Activity
Every record must be restated exactly. Drop the images.

(Stored dataset items)

+ + + + +

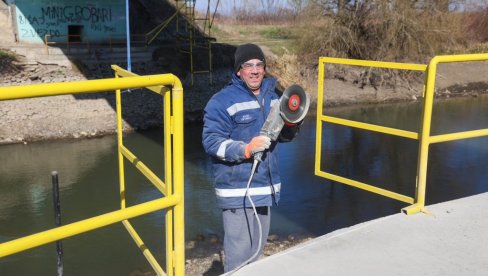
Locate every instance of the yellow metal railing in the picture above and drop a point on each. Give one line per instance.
(424, 138)
(171, 188)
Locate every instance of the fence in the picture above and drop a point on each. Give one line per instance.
(417, 203)
(166, 85)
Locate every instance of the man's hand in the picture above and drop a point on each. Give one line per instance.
(257, 144)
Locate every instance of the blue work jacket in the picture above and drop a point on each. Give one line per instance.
(232, 117)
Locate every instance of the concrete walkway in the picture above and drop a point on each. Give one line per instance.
(451, 241)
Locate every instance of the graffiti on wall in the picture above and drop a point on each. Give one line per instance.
(36, 21)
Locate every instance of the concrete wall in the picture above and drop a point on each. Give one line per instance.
(100, 19)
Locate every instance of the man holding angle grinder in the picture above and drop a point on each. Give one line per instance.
(242, 125)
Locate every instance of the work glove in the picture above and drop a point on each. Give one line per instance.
(289, 131)
(257, 144)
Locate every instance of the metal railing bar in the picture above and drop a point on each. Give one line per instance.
(82, 87)
(145, 251)
(366, 187)
(150, 175)
(371, 127)
(159, 89)
(379, 64)
(79, 227)
(458, 136)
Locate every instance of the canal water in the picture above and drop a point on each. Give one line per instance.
(310, 205)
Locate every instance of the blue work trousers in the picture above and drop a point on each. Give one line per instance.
(241, 236)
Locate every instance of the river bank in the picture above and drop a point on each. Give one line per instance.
(85, 116)
(71, 117)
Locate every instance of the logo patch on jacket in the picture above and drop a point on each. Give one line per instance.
(244, 118)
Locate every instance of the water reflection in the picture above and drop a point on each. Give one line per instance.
(309, 205)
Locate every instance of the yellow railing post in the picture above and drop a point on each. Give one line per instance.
(424, 141)
(424, 137)
(179, 235)
(173, 197)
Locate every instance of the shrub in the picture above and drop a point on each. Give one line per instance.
(383, 32)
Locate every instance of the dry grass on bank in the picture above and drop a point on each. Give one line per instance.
(402, 33)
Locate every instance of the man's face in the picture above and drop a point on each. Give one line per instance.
(252, 73)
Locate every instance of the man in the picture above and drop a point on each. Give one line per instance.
(232, 120)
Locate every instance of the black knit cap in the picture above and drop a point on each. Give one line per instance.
(247, 52)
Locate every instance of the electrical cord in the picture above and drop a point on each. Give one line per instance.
(254, 165)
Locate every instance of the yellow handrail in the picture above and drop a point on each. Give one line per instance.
(170, 87)
(424, 138)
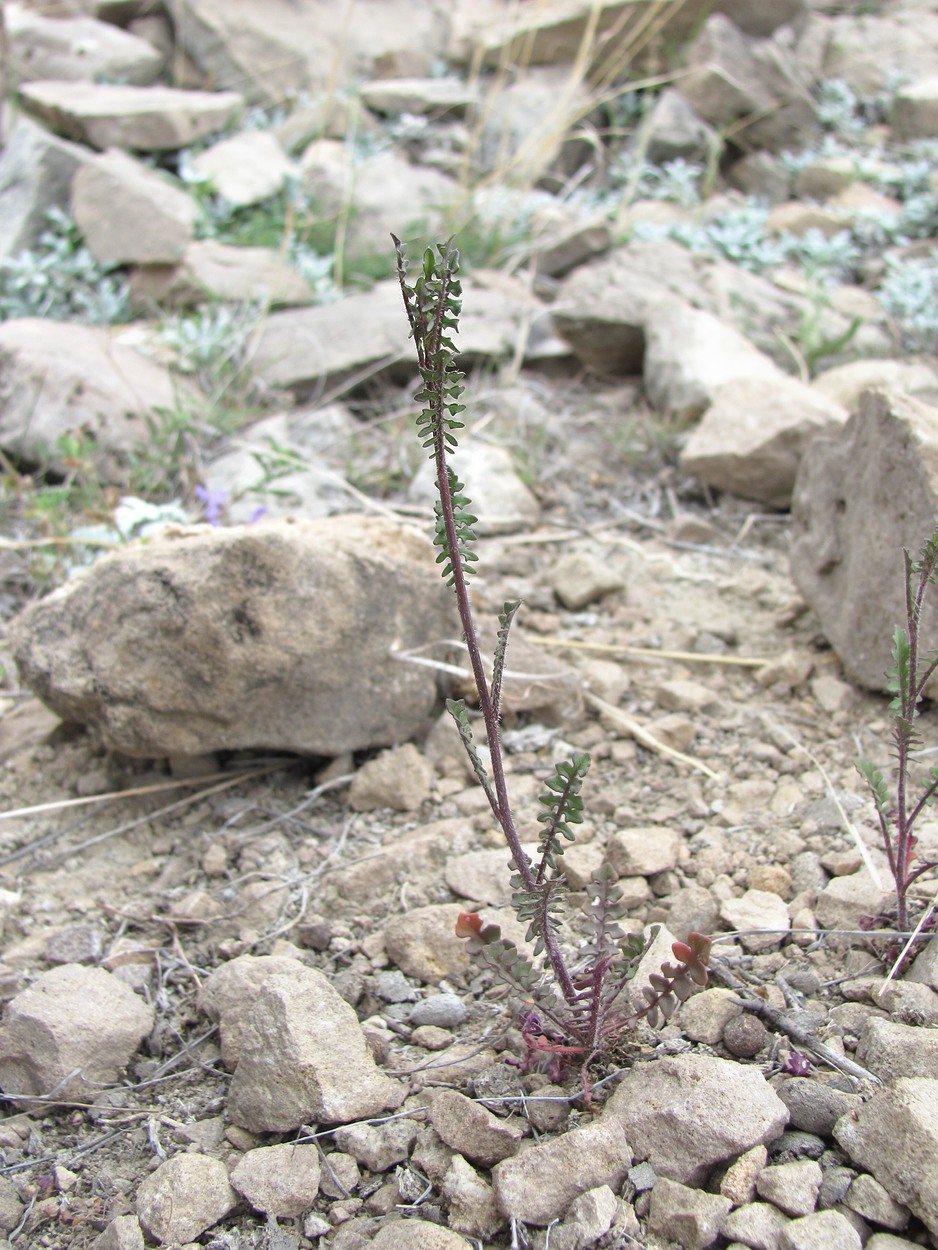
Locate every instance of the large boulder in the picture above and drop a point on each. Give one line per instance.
(859, 498)
(280, 635)
(58, 378)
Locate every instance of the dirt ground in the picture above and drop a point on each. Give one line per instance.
(155, 879)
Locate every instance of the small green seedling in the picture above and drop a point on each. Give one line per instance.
(909, 674)
(579, 1009)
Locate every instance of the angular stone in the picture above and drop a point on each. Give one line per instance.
(754, 434)
(60, 378)
(304, 1059)
(472, 1130)
(228, 995)
(792, 1188)
(36, 169)
(644, 850)
(213, 270)
(75, 49)
(282, 1181)
(822, 1230)
(184, 1198)
(145, 119)
(423, 943)
(754, 911)
(69, 1033)
(130, 214)
(539, 1184)
(243, 638)
(861, 496)
(247, 168)
(688, 1113)
(906, 1116)
(688, 1216)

+ + + + +

Written solution
Locate every instance of the yellow metal railing in the picture above and drop a point on each. Give one line per instance.
(424, 138)
(171, 188)
Locate every instance of the fence in the picture above and drop a point on each. Give one line per instance.
(417, 203)
(166, 85)
Locate every instance of the man's hand in the picture above and drop a point on each. Give one line per instance.
(257, 144)
Locate every instance of the blue work jacket in the picture above and drop a point on each. Give one line per instance.
(232, 117)
Locate every instance of the concrete walkway in the picture above and drop a point on each. Give one line per instance.
(451, 241)
Locate every instance of the graffiti on wall in the picture above and drop a point on each. Give one line per instance.
(36, 21)
Locate every instance of the concrete wall in the picture above and drop a point on each. Give one line per instance.
(100, 19)
Locate every instance of the man holding angle grinder in the picture above and drop a point on each. Give one line per instance.
(242, 125)
Locate every instance of the work glove in the picture above and drop a point on each. Give one line per instance.
(289, 131)
(257, 144)
Locate every instance of the metal railing bar in the picture above and drop a point on each. Give one line per instance.
(82, 87)
(145, 251)
(366, 187)
(150, 175)
(371, 127)
(159, 89)
(379, 64)
(79, 227)
(458, 136)
Locate every instance of the canal water in the picture above and drop a point on each. Give one line per instance.
(310, 205)
Locate every instance of the blue work trousers in the picture above and drop a point on each. Give one line per instance.
(241, 236)
Locate every instance of the river bank in the picture above and drop a point on each. Give one line per instance.
(85, 116)
(71, 117)
Locate every instance of the logo patch on jacket in the picture above and drop a point on each. Give one line per instance.
(244, 118)
Locate every instance of the water reflection in the picture above and drop a point on each. Give one line per instance.
(309, 205)
Locate every instance of the yellow railing post in the picture above and drop a point on each. Give one line per instance.
(424, 141)
(424, 137)
(179, 235)
(173, 197)
Locate every instance of the shrub in the picture above and drop a point on each. Give one line per instance.
(383, 32)
Locate every instance of the dry grass on bank in the picture above and drop a point on each. Give one line per instance.
(402, 33)
Locate every instance of the man's face in the picture above and drop a point on each. Give one line per instance.
(252, 73)
Locate every instance of the man in the picture above and drop a point on each. Give one line per instance.
(232, 120)
Locate every instance of the black knit cap in the picture above and drop a point on each. Give one line per instance.
(247, 52)
Locate every instance of the electrical cord in the picture above and drop a point on each. Give one line per instance.
(254, 165)
Locate every instance of the yellow handrail in the picture above and drop a point on each. Give one line per instance.
(170, 87)
(424, 138)
Locate every instance of the large boulder in the picture above and drop a point on each. Give one line per instance.
(859, 498)
(280, 635)
(58, 378)
Locate every instance of the dirt ground in the picture above and drop a point on each. Give one line per instance.
(155, 879)
Locate every instance of the small green seedling in the picture above and drop a point on each. Give one line per instance.
(909, 674)
(579, 1009)
Locate every instance of the angular stone in the picture above and drop a point on each. Give one line per instance.
(754, 434)
(60, 378)
(304, 1059)
(472, 1130)
(228, 995)
(792, 1188)
(36, 169)
(644, 850)
(213, 270)
(75, 49)
(282, 1181)
(822, 1230)
(184, 1198)
(145, 119)
(423, 943)
(754, 911)
(69, 1033)
(130, 214)
(539, 1184)
(243, 638)
(861, 496)
(247, 168)
(688, 1113)
(906, 1116)
(688, 1216)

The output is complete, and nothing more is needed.